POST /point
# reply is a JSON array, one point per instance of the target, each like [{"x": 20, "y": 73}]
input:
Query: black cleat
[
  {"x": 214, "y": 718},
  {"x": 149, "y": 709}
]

[WHAT YOU ARE ASKED TO DO]
The lines above should be duplicated exactly.

[SOLUTION TO THE PROBLEM]
POST /point
# reply is a JSON array, one point per instance of the target, each like [{"x": 20, "y": 73}]
input:
Query: black cleat
[
  {"x": 214, "y": 718},
  {"x": 149, "y": 709}
]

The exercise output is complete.